#### TEXT PROVIDED
Gold trading stayed range-bound lately. It oscillates around the $1,800 level since its failed attempt to break out in June this summer. Such equilibrium is related to the macro situation around three different vectors: ongoing pandemic uncertainty, high inflation, and hot labor market.
The game of three forces
The pandemic situation is adding uncertainty to the market and in such situations, gold tends to perform well as a safe haven asset. On top of that, high inflation is usually perceived as bullish for gold because of its traditional role as a hedge against inflation.
Unfortunately for bulls, in this situation, high inflation is seen as a trigger for the Federal Reserve (the central bank of the United States, often called simply “Fed”) to raise interest rates.
That is because Federal Reserve has a dual mandate: it sets inflation targets, to ensure price stability, which in turn creates a stable economic environment that can foster the goal of maximum employment.
It is assumed that in a predictable price environment companies can make the best long-term economic decisions which in turn guarantees stable economic growth and a healthy labor market.
At least since 1996, the US Federal Reserve has used monetary policy with the aim of keeping inflation at 2%—a number that Ben Bernanke, the former Fed chair, made an explicit policy target in 2012. For example, in March Jerome Powell stated that:
“We do not seek inflation that substantially exceeds 2 percent, nor do we seek inflation above 2 percent for a prolonged period.”
A few months later, at the end of October, the Fed chairman indicated that Fed is willing to tolerate higher inflation for now. But after President Biden picked Powell for the second term to lead Federal Reserve, the tone has changed once again.
In large part, because opinion polls show that high inflation is not well received by the majority of Americans, in fact, 88% said they are worried about high inflation. No wonder, as October’s annual US inflation rate stood at 6.2% as measured by CPI (Consumer Price Index derived by US Bureau of Labor Statistics).
Americans have not seen such high inflation in more than 30-years.
########
#### RECORDED DATA
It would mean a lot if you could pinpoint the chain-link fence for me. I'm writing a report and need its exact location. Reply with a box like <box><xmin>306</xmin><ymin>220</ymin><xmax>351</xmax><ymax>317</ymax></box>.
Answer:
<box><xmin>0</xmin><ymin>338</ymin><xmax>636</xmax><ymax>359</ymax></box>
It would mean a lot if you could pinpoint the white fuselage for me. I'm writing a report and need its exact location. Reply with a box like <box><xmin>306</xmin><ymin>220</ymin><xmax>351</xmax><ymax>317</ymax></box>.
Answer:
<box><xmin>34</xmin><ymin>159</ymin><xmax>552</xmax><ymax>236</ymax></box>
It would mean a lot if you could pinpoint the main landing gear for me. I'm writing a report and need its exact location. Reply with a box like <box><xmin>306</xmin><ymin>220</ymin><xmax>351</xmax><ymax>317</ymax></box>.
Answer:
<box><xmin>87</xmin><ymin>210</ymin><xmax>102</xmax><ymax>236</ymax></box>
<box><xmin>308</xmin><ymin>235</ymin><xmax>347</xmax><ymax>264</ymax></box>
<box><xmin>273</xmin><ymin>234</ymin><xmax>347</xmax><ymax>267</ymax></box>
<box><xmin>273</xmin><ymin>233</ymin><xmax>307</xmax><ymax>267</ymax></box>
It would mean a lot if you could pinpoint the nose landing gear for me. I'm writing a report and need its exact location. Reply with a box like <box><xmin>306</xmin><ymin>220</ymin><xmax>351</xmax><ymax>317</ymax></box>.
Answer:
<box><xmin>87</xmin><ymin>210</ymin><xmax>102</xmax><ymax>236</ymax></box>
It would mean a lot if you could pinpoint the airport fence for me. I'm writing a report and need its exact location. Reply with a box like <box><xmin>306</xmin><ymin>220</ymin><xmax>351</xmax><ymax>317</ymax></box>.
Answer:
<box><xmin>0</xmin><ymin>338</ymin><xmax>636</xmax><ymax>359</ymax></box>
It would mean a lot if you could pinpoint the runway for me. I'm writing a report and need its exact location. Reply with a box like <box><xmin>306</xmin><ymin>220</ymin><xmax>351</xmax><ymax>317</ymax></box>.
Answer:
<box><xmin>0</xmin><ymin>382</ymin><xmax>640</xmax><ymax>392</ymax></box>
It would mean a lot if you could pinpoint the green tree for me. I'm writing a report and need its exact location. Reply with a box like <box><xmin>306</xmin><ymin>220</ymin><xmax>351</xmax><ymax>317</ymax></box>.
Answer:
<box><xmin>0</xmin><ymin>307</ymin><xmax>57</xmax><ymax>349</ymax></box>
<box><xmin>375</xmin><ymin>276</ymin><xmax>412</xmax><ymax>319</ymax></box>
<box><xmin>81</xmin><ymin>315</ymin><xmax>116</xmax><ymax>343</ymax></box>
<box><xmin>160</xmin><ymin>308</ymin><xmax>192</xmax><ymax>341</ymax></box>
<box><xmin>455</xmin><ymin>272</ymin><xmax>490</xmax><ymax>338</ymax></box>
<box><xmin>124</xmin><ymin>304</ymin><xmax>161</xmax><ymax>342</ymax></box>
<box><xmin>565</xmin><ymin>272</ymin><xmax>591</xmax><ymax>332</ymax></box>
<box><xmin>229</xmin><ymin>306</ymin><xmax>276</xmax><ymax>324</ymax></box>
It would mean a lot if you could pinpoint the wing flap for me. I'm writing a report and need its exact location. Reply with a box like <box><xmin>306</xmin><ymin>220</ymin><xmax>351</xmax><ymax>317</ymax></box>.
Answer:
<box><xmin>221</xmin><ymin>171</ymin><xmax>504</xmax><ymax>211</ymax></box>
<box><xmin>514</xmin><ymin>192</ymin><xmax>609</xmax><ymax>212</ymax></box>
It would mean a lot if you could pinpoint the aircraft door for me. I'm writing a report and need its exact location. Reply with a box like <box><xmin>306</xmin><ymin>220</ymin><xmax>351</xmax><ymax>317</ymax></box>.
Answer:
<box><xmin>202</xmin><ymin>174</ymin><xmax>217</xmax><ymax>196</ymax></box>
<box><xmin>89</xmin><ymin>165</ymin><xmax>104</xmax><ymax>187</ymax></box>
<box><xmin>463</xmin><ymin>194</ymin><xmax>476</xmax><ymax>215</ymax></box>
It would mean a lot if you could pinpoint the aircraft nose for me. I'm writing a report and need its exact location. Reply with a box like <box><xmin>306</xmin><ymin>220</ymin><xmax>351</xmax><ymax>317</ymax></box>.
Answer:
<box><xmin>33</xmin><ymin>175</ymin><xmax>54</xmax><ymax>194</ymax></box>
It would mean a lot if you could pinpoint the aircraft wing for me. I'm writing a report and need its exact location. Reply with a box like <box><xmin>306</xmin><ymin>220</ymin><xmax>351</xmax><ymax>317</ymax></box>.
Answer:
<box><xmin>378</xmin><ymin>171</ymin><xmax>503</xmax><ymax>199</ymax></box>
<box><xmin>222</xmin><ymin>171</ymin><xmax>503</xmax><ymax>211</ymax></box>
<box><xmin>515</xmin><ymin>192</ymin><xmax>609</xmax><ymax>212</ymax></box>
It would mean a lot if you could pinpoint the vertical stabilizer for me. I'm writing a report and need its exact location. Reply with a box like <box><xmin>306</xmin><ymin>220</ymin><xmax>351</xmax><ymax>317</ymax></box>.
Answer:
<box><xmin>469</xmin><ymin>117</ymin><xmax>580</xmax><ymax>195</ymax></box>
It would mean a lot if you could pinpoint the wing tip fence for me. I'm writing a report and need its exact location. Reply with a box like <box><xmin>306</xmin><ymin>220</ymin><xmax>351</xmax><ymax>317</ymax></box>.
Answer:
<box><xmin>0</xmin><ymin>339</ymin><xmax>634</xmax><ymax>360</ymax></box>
########
• _ASSIGNMENT 1_:
Answer these questions using the text on gold trading:
(a) Around what price level has gold been oscillating?
(b) What inflation rate has the US Federal Reserve aimed to keep since at least 1996?
(c) What was October's annual US inflation rate as measured by CPI?
• _ASSIGNMENT 2_:
Reproduce word for word the part of the text on gold trading starting with "A few months" and going on through "changed once again.".
• _ASSIGNMENT 3_:
Carry the text on gold trading further, beginning right after its final sentence.

• _TASK RESULT 1_:
(a) Around the $1,800 level.
(b) 2%.
(c) 6.2%.

• _TASK RESULT 2_:
A few months later, at the end of October, the Fed chairman indicated that Fed is willing to tolerate higher inflation for now. But after President Biden picked Powell for the second term to lead Federal Reserve, the tone has changed once again.

• _TASK RESULT 3_:
The second part of the Fed mandate is maximum employment which is full employment minus the natural level of unemployment. It means that anyone who can work should be able to find a job but at the same time, unemployment is not too low and is not causing wages to rise too fast which would perpetuate high inflation.
It is assumed such natural unemployment level to be 4-5%. New unemployment reading last week showed it falling to 4.2%, almost at par with the pre-pandemic level.
Gold under pressure
Given a healthy labor market and high inflation, Fed’s dual mandate will force it to act. The first step will be to accelerate the tapering of the bond-buying program (currently at $120 billion per month). Powel already announced he will be discussing this issue in the next Fed meeting on December 14-15. Interest rates should start rising sometime next summer.
On the other hand, growing Covid-19 cases and uncertainty over the Omicron variant could put those plans on hold. Even partial additional health restrictions would cool the labor market and Fed might turn more dovish. In such a case, we could observe a similar rally in gold prices as we have seen in December 2020 (marked green in the first graph) but most likely it will fizzle out before reaching any highs.
Rate hikes loom large over gold price as higher interest rates, baring geopolitical turmoil, would divert monetary flows away from gold. In that case, gold might consolidate at lower levels, probably in $1600s.
On the other hand, the political world seems to be less stable than it has been in decades. Hence, the gold appeal might be based more on other factors than short-term economic outlook.
Disclaimer: This article is the author’s personal opinion and is not a recommendation to buy or sell any stocks, futures, or other derivatives.